Thursday, March 18, 2010

Mixed Feelings


This is me at 36 weeks. Hard to imagine that I've been prego for a whole 36 weeks! Feels like just yesterday that Mark and I were reading our 50 pregnancy tests!!! As excited as I am, I am beginning to have mixed feelings about these little babes relocating.
Today I met with my Dr. to discuss what to expect on the day of my c-section. I went from being terrified of parenting twins, to being more terrified of delivering them. Prior to today, I didn't even think twice about the surgery...in fact, I actually never thought about the c-section at all. I know that C-sections are pretty standard these days, especially with twins, but for some reason the idea of getting a spinal and having NO control of my lower body gives me anxiety. How weird to think that I will be awake and alert the entire time they are opening me up and pulling my babies out? What if the spinal doesn't work?? Or worse, what if it wears off right in the middle of surgery??
In addition to this being my very first surgery EVER, I've never even suffered a severe painful injury that requires recovery time. How in the world will I be able to take care of 2 newborns after recovering from major abdominal surgery? Geez, the more I think about this all, I'm beginning to wonder HOW I'm going to pull this off. I think I'm gonna have to milk it in the hospital and extend my stay as long as I possibly can! Luckily I have a wonderful husband who will be there every step of the way.
So at a time when I should be anxious and excited to meet my little miracles, I am now petrified and having second thoughts. Maybe these little girls can stay nestled inside me a little longer??

Tuesday, March 16, 2010

Let the countdown begin!

These past couple of days have been pretty rough. Physically I am exhausted, uncomfortable, swollen, and achy all over. Emotionally, I am terrified, excited, anxious, thrilled and apprehensive at the idea of finally meeting my twin girls. Don't get me wrong, I am not complaining, really. I have had a wonderful, text book pregnancy considering I am carrying twins. I have almost made it to 37 weeks and will be delivering in 10 days via c-section at exactly 38 weeks. Apparantly, this is not very common in the twin world. Never in my wildest dreams did I think I'd make it this far. Mark and I were told we'd be lucky if I lasted 32 weeks. Little did they know, my girls are in no hurry to relocate. It feels great knowing that my girls have been snuggled in safely for this long and I'm praying that this will mean less time (if any) in the NICU.

So with this being said, I thought I'd start a blog for all of our friends and family to follow as the countdown to Isabella and Stella's arrival begins. In 10 days, at the very most, our lives will be turned upside down and we will embark on the best ride of our lives. For all of you who don't know us or who don't live nearby, I hope to give you a glimpse at how crazy life is when you're raising twins.

### Task requirements
Rewrite the pregnancy blog starting at "Tuesday, March 16, 2010" and ending at "in the NICU.", replacing "swollen" with "puffy".

### Given entries
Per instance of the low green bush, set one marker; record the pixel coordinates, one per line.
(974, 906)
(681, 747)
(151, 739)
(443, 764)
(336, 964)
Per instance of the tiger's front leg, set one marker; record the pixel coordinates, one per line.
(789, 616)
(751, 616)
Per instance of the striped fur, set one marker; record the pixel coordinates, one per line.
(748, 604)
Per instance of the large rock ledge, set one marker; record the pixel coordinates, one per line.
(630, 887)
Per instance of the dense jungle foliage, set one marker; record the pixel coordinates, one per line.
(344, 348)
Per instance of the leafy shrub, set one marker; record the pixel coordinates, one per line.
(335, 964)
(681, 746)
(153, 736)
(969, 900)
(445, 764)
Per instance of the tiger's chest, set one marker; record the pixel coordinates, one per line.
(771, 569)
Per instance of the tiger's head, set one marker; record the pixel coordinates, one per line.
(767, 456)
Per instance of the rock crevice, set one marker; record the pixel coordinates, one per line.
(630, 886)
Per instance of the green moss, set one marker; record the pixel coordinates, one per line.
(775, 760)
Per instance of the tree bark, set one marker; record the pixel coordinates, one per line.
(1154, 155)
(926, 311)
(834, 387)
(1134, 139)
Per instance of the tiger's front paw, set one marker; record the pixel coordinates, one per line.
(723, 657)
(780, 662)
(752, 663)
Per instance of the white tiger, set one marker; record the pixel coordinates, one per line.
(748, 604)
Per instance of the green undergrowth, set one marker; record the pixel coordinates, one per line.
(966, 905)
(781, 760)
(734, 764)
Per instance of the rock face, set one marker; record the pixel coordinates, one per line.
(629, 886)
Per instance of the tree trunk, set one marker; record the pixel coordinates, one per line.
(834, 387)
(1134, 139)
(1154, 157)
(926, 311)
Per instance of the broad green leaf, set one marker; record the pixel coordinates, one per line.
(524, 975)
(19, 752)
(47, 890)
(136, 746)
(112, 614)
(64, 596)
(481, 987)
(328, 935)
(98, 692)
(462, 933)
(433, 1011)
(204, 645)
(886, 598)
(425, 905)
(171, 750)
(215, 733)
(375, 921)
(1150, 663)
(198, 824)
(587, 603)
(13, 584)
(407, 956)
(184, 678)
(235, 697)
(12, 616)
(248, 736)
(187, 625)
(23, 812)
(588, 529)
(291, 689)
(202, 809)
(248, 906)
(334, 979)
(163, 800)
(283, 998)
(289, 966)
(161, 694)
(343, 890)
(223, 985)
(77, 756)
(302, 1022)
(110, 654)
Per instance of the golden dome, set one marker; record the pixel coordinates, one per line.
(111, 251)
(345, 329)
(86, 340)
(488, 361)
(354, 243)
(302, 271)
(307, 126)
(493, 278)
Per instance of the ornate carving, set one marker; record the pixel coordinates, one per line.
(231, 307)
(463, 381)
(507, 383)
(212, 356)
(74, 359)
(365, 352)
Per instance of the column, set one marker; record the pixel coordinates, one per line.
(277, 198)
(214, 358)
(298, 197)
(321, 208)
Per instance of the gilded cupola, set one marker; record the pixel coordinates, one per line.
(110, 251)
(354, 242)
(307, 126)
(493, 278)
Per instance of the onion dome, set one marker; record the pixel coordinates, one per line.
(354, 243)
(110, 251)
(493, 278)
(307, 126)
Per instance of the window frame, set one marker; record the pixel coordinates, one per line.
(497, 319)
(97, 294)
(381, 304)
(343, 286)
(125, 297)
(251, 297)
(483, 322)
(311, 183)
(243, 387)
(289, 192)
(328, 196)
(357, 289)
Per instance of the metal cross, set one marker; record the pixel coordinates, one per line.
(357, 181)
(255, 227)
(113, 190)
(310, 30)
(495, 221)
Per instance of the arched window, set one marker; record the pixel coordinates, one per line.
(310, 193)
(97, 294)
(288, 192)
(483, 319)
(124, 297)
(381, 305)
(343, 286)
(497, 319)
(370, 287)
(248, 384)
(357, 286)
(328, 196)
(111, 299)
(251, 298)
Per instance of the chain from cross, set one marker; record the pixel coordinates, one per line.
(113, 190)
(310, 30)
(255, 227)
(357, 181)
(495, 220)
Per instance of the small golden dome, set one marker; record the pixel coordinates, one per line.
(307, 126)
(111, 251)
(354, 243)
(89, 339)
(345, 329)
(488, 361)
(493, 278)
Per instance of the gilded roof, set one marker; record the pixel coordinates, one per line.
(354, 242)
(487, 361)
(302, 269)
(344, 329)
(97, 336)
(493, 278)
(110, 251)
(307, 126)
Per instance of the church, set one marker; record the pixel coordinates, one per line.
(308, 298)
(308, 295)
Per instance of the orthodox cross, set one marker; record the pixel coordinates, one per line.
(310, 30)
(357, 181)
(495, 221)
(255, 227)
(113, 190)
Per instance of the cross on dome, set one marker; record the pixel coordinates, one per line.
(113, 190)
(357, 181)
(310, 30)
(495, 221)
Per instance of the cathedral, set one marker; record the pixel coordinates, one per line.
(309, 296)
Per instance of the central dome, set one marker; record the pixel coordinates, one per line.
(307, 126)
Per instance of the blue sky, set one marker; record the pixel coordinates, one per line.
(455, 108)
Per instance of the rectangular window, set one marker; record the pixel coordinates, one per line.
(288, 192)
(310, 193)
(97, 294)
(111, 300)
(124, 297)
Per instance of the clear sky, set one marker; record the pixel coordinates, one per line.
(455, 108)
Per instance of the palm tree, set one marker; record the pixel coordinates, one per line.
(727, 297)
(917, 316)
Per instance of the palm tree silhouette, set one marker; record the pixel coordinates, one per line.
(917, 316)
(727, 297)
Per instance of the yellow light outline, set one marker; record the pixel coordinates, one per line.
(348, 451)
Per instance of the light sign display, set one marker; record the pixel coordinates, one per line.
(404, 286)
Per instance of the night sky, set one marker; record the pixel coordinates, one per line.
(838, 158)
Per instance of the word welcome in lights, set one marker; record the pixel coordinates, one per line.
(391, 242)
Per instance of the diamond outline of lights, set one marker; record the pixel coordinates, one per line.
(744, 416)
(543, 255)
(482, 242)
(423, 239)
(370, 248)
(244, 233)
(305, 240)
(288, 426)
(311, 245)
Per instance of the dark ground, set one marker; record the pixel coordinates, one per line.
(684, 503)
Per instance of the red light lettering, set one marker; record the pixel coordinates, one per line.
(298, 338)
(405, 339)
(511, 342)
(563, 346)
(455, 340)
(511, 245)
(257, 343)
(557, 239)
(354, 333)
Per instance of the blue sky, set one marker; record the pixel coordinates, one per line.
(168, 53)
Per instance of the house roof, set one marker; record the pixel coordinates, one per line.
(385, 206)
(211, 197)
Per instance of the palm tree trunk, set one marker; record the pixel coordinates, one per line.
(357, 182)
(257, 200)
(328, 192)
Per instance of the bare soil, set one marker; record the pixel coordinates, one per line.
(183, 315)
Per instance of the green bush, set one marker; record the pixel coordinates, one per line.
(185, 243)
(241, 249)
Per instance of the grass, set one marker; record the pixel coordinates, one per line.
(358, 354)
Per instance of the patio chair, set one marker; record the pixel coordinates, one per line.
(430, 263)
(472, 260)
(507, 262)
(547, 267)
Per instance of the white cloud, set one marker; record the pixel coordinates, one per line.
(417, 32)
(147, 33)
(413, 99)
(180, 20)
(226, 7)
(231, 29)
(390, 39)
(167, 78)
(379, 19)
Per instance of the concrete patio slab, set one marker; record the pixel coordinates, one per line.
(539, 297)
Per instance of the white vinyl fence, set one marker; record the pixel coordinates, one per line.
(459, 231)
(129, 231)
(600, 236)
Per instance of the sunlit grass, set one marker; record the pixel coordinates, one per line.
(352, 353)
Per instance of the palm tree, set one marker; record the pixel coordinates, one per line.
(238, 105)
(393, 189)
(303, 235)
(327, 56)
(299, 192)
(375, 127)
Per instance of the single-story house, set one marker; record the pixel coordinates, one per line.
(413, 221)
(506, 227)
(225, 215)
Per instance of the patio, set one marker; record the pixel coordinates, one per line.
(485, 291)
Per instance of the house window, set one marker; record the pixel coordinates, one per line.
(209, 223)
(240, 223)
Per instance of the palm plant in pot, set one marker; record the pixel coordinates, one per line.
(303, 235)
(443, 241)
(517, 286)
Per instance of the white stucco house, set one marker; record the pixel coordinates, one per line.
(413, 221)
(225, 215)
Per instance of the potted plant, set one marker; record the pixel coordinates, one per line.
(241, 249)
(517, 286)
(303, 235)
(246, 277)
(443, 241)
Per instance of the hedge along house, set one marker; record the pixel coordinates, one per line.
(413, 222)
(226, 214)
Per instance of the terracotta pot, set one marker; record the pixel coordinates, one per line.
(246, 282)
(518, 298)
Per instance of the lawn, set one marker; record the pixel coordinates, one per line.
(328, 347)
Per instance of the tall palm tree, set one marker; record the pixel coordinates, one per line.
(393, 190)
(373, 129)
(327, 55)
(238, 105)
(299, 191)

### Response
Tuesday, March 16, 2010

Let the countdown begin!

These past couple of days have been pretty rough. Physically I am exhausted, uncomfortable, puffy, and achy all over. Emotionally, I am terrified, excited, anxious, thrilled and apprehensive at the idea of finally meeting my twin girls. Don't get me wrong, I am not complaining, really. I have had a wonderful, text book pregnancy considering I am carrying twins. I have almost made it to 37 weeks and will be delivering in 10 days via c-section at exactly 38 weeks. Apparantly, this is not very common in the twin world. Never in my wildest dreams did I think I'd make it this far. Mark and I were told we'd be lucky if I lasted 32 weeks. Little did they know, my girls are in no hurry to relocate. It feels great knowing that my girls have been snuggled in safely for this long and I'm praying that this will mean less time (if any) in the NICU.